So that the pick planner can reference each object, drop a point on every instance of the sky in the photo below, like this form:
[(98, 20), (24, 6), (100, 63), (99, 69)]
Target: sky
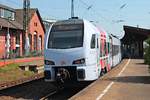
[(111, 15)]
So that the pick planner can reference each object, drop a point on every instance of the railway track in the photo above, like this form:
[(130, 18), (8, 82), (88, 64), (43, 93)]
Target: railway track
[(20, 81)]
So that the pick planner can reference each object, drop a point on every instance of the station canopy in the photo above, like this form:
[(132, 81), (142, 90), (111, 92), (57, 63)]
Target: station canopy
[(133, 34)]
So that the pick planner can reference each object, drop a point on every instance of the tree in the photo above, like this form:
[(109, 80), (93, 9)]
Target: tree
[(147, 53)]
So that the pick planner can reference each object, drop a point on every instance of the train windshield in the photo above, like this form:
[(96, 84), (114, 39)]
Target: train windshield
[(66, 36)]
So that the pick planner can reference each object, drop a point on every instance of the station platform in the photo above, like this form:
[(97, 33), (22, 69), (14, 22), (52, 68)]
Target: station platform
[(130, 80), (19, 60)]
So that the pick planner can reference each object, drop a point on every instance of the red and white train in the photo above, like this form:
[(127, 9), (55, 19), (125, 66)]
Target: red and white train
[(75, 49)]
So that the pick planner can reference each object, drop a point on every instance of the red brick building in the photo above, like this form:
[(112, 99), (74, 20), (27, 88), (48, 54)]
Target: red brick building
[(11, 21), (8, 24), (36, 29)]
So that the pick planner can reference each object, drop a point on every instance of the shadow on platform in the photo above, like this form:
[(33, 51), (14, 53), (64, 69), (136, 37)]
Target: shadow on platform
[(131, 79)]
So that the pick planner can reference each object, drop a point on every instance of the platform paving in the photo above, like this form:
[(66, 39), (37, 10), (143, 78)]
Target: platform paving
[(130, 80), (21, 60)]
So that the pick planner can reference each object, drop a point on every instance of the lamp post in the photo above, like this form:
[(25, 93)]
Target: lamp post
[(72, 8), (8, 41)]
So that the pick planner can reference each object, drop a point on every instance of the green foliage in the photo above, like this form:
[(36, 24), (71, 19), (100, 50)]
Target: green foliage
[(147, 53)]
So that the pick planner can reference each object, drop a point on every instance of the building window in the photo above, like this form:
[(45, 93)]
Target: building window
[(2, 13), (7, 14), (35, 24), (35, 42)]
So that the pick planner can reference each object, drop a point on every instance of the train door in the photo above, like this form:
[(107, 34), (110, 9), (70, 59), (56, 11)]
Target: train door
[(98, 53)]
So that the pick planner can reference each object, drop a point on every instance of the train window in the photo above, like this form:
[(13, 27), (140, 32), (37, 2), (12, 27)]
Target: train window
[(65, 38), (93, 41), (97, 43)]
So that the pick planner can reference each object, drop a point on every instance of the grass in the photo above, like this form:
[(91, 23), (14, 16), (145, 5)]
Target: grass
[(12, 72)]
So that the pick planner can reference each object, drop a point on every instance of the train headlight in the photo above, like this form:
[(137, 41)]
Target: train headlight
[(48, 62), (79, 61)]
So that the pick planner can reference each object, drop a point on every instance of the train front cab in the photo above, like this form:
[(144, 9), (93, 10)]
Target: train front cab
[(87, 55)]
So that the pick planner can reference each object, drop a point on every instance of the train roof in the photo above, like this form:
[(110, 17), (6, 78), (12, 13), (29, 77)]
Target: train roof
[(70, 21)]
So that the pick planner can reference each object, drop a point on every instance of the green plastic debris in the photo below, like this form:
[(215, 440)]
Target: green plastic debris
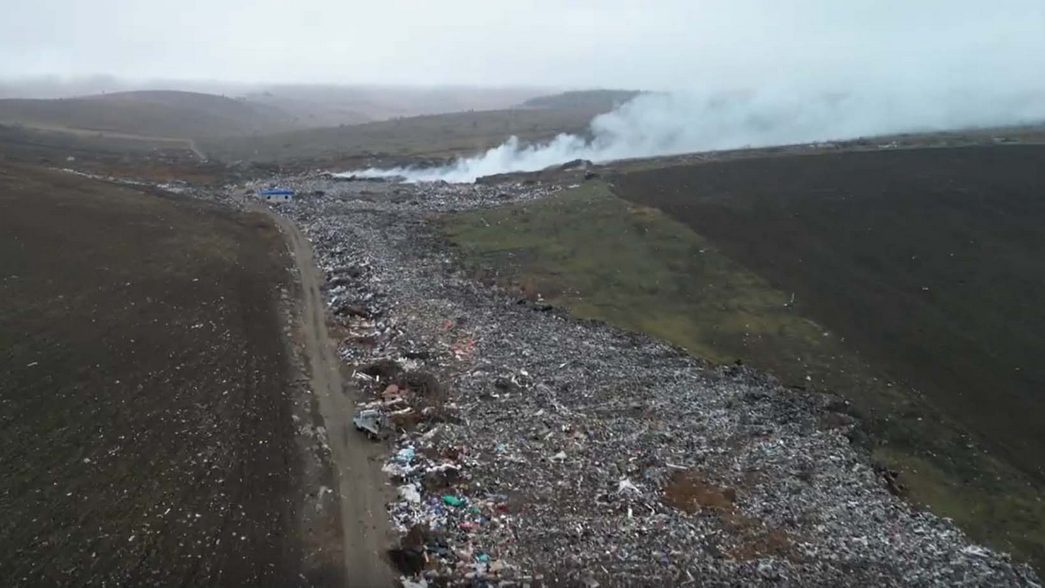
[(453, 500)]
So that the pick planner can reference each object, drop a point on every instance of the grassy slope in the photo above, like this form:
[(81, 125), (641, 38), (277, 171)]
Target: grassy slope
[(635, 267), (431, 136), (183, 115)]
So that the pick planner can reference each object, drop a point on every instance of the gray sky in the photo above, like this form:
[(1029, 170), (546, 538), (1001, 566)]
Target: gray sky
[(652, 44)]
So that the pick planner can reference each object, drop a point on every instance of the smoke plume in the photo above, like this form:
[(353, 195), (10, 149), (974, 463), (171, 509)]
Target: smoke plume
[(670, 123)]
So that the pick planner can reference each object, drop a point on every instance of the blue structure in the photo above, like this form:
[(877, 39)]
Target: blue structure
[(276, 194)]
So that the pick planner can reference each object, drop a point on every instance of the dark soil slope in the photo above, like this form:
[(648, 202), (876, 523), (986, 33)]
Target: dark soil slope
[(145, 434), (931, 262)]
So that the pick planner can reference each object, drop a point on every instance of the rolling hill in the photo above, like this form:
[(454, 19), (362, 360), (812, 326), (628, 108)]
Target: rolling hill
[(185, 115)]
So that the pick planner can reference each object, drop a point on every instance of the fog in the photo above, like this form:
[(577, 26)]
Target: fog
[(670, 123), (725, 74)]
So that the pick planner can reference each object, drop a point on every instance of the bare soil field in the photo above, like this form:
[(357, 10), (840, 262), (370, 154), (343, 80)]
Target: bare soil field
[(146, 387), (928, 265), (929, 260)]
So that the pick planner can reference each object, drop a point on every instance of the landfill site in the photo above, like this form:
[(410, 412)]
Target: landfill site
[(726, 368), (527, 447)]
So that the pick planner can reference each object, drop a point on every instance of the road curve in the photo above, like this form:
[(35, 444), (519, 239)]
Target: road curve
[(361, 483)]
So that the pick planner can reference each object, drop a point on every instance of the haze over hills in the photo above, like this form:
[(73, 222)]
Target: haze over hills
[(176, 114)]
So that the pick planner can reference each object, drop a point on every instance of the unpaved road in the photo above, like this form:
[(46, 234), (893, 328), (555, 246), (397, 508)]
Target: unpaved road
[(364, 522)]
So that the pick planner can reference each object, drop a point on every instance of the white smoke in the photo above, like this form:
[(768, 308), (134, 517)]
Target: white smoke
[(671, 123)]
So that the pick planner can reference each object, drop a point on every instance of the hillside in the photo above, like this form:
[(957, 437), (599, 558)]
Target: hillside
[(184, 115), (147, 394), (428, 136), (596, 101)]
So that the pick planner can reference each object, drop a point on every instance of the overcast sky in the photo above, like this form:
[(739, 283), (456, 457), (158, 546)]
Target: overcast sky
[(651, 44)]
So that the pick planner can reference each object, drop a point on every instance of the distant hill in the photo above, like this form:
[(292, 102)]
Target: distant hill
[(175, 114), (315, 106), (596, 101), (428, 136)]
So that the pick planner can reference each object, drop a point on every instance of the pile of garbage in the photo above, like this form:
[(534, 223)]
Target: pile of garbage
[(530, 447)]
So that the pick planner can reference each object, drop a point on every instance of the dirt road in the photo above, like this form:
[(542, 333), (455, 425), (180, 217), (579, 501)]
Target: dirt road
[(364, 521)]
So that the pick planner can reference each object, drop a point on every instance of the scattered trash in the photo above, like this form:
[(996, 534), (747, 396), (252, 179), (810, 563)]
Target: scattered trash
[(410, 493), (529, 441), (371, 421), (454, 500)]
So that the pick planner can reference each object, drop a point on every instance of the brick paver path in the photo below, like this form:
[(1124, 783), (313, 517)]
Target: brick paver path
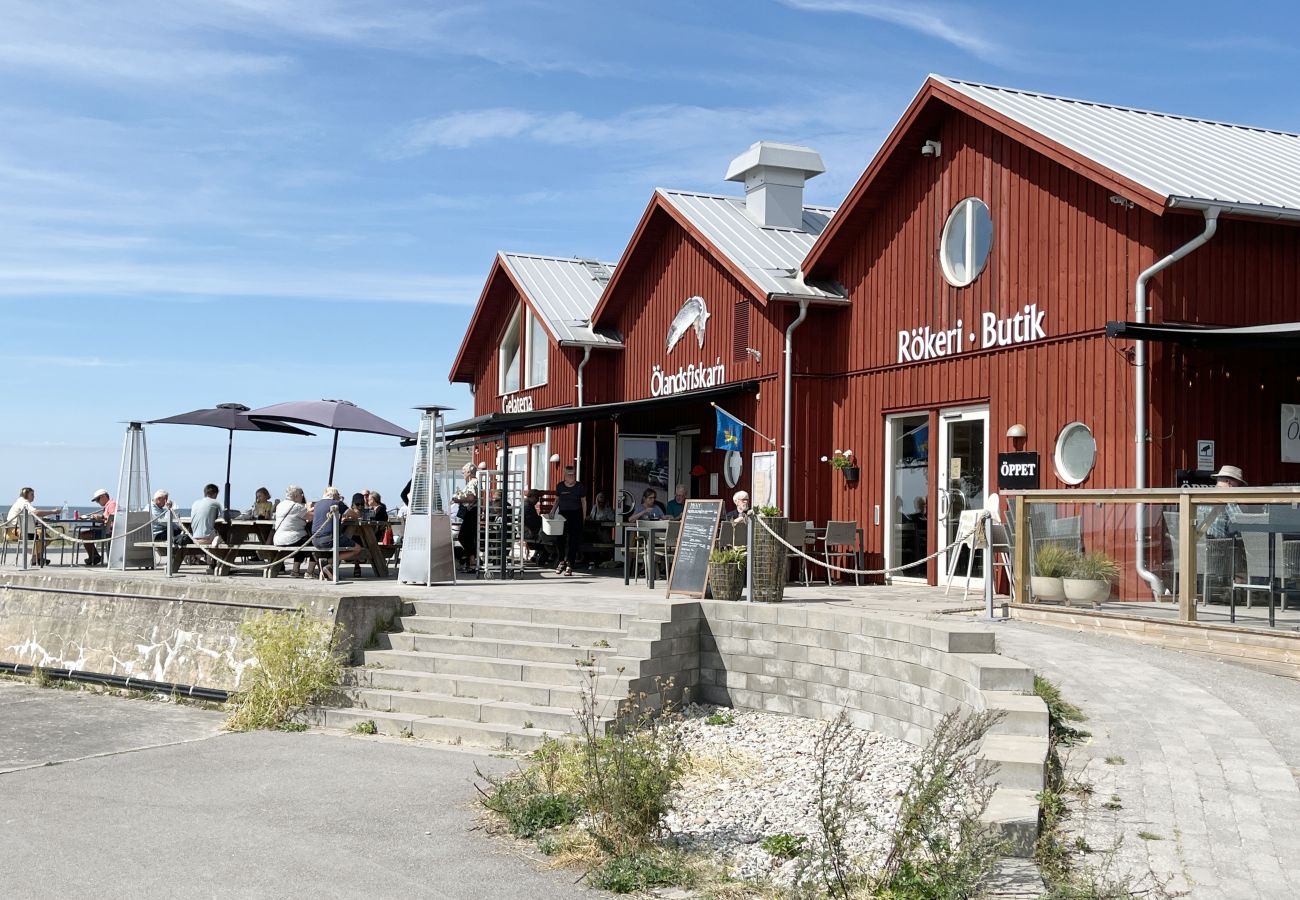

### What is expected
Lay out every line of the data above as a numbered list, skipping blank lines and leaving out the pictures.

### Solution
1. So that the pick planner can reference each object, drop a point on every instance of the sky in the photo below, like this form:
2. [(98, 20), (24, 6), (100, 63), (99, 69)]
3. Target: sky
4. [(111, 15)]
5. So that the pick planner can reference each object, drop a point on every instance of the railway track in the photo above, like this form:
6. [(130, 18), (8, 82), (88, 64), (43, 93)]
7. Target: railway track
8. [(20, 81)]
9. So that the pick planner can reference each object, drop a point on every instance of the station canopy in the photo above, like this form:
10. [(132, 81), (142, 90), (111, 92), (57, 63)]
11. Target: station canopy
12. [(133, 34)]
13. So that the pick planner can reference each object, drop a point on every instance of the tree in the photo above, like this form:
14. [(109, 80), (93, 9)]
15. Target: tree
16. [(147, 53)]
17. So that the pick planner can reference each object, drop a point on every instance of the train windshield in the photo above, like this form:
18. [(96, 84), (114, 39)]
19. Target: train windshield
20. [(66, 36)]
21. So that the pick planner can reference each object, drop a point on every instance of the station platform in the photo above, like this form:
22. [(97, 33), (22, 69), (14, 22), (52, 68)]
23. Target: station platform
24. [(130, 80), (19, 60)]
25. So that the pick planner can reference each object, drop a point on every instance of the red and white train in the photo above, like this form:
26. [(127, 9), (55, 19), (125, 66)]
27. Target: red and white train
28. [(75, 49)]
29. So that the pick planner can reference each object, drop a point on every instance of the red brick building in the photo above, like this form:
30. [(112, 99), (74, 20), (27, 88), (48, 54)]
31. Target: red brick building
32. [(11, 21), (8, 24), (36, 29)]
33. So that the pick planner can reference each object, drop a point on every instance of the shadow on platform in the photo above, like this form:
34. [(33, 51), (14, 53), (64, 69), (136, 37)]
35. Target: shadow on platform
36. [(131, 79)]
37. So that the pick planner can reference each object, drop a point on every instance of the platform paving in the photo above, like this form:
38. [(66, 39), (37, 10), (143, 78)]
39. Target: platform paving
40. [(130, 80), (21, 60)]
41. So that the pick planner can reference each object, drop a point on every instance of the lamp post in the photo above, like this form:
42. [(25, 93)]
43. Target: lamp post
44. [(72, 8), (8, 41)]
45. So that the pick planner can reference each object, drop a point on every instance of the green foliage in the photo above, like this form:
46. [(36, 24), (71, 19), (100, 50)]
47. Target: green foliage
48. [(147, 53)]
49. So that the pick planner can reference each object, drop a point on every instance of the building window in the photo above, like this form:
50. [(45, 93)]
51. Target: building window
52. [(2, 13), (7, 14), (35, 24), (35, 42)]
53. So that the pick planner can reference each object, drop a point on every instance of the train door in the photo above, like this form:
54. [(107, 34), (110, 9), (70, 59), (56, 11)]
55. Target: train door
56. [(98, 53)]
57. So that the pick planner can reference each object, drop a point on every instance of the train window in the photo above, like this form:
58. [(13, 27), (140, 32), (37, 2), (12, 27)]
59. Target: train window
60. [(65, 38), (93, 41), (97, 43)]
61. So that the pick planner can reference each object, drop a point on every instance of the grass in the photo above, like this form:
62. [(91, 23), (14, 16), (145, 5)]
63. Target: grass
64. [(12, 72)]
65. So that the pick planner can reference each object, drop a point on every instance of the train headlight in the photo above, like this form:
66. [(137, 41)]
67. Target: train headlight
68. [(48, 62), (79, 61)]
69. So that the pick planner can reference each object, drop a point on every instance of the train front cab in the photo above, like this form:
70. [(144, 9), (93, 10)]
71. Target: train front cab
72. [(87, 55)]
73. So that the pick planner can reference each object, drop a point on every instance of the train roof in the photo above, like this form:
74. [(110, 17), (6, 78), (12, 13), (29, 77)]
75. Target: train roof
76. [(70, 21)]
77. So that the pick planner can reference each object, drop a point on every instance of the green plastic debris in the photo below, like this form:
78. [(215, 440)]
79. Target: green plastic debris
80. [(453, 500)]
81. So that the pick planner can reference each object, drop a point on every instance of the grassy slope in the photo above, like this form:
82. [(81, 125), (641, 38), (277, 171)]
83. Target: grassy slope
84. [(635, 267), (431, 136), (183, 115)]
85. So that the pick planner can reference each object, drop a point on every instance of the gray sky in the photo above, like this form:
86. [(1029, 170), (546, 538), (1001, 566)]
87. Target: gray sky
88. [(652, 44)]
89. So that the pick planner can reference each object, drop a point on every instance of the smoke plume in the photo above, like this form:
90. [(353, 195), (10, 149), (974, 463), (171, 509)]
91. Target: smoke plume
92. [(670, 123)]
93. So that the pick planner can reference each object, drop a point on every instance of the blue structure in the photo above, like this form:
94. [(877, 39)]
95. Target: blue structure
96. [(276, 194)]
97. So that the pick planner can reference each object, drop a point on every instance of the dark soil slope in the photo above, like this form:
98. [(648, 202), (876, 523), (986, 33)]
99. Target: dark soil slope
100. [(145, 434), (931, 262)]
101. So that the pick planner can reference each object, drop a point on every instance of the rolling hill in the photo above, like this form:
102. [(454, 19), (362, 360), (812, 326), (628, 108)]
103. Target: rolling hill
104. [(185, 115)]
105. So that the pick planner can reference each object, drop a point on every instance of the fog in the photo above, like this form:
106. [(577, 26)]
107. Target: fog
108. [(670, 123), (725, 74)]
109. So that the pick planner can reference each object, drop a point on every instance of the bare soil field in the photo above, like this form:
110. [(357, 10), (840, 262), (370, 154), (343, 80)]
111. Target: bare soil field
112. [(146, 387), (928, 265), (929, 260)]
113. So that the pick planner can reference each object, drop a point on every instance of the landfill site in the photo above, like this form:
114. [(410, 412)]
115. Target: landfill site
116. [(726, 368), (527, 447)]
117. So that the pick planner can reference each object, drop a point on every instance of the road curve in the photo above, like this form:
118. [(35, 444), (519, 239)]
119. Target: road curve
120. [(361, 483)]
121. So that the pick planner can reference each object, drop a point on every instance of the haze over hills in the photo above, like this form:
122. [(73, 222)]
123. Target: haze over hills
124. [(176, 114)]
125. So that the pick planner can reference each object, drop a point on every instance of the unpaved road in the photo above, like this form:
126. [(46, 234), (893, 328), (555, 246), (397, 508)]
127. Target: unpaved road
128. [(364, 522)]
129. So that the pick planner can reference each object, drop a point on every instance of the white smoke in the photo above, like this form:
130. [(768, 308), (134, 517)]
131. Target: white smoke
132. [(671, 123)]
133. So that the pick planner can reference each object, drop a point on every instance of the hillside in the photo above, like this form:
134. [(957, 437), (599, 558)]
135. Target: hillside
136. [(184, 115), (147, 394), (428, 136), (596, 101)]
137. So that the pick planner can reference each object, drop a point on every instance of the overcast sky in the photo above, like this form:
138. [(739, 283), (456, 457), (158, 546)]
139. Target: overcast sky
140. [(651, 44)]
141. So that the pick planner can reference each object, drop a point on every instance of the distant hill in the photo above, like this form:
142. [(292, 102)]
143. Target: distant hill
144. [(175, 114), (315, 106), (596, 101), (428, 136)]
145. So that the pick planner can reference each object, drop a point on every instance of the pile of garbage in the photo above, like this form:
146. [(534, 223)]
147. Target: pile of garbage
148. [(530, 447)]
149. So that the pick planner can reference each object, drop a point on every instance of the dirt road in the photo above, like this form:
150. [(542, 333), (455, 425), (180, 217), (579, 501)]
151. Target: dirt road
152. [(364, 521)]
153. So that the pick planner can reference each object, drop a point on every instance of the scattered trash in the photo above, like this form:
154. [(996, 534), (747, 396), (252, 179), (810, 563)]
155. Target: scattered trash
156. [(410, 493), (529, 441), (371, 421), (454, 500)]
157. So that the pick planner can reference each object, drop a point on every instance of the brick paver path in the photo below, like this form:
158. [(1124, 783), (313, 517)]
159. Target: brick paver path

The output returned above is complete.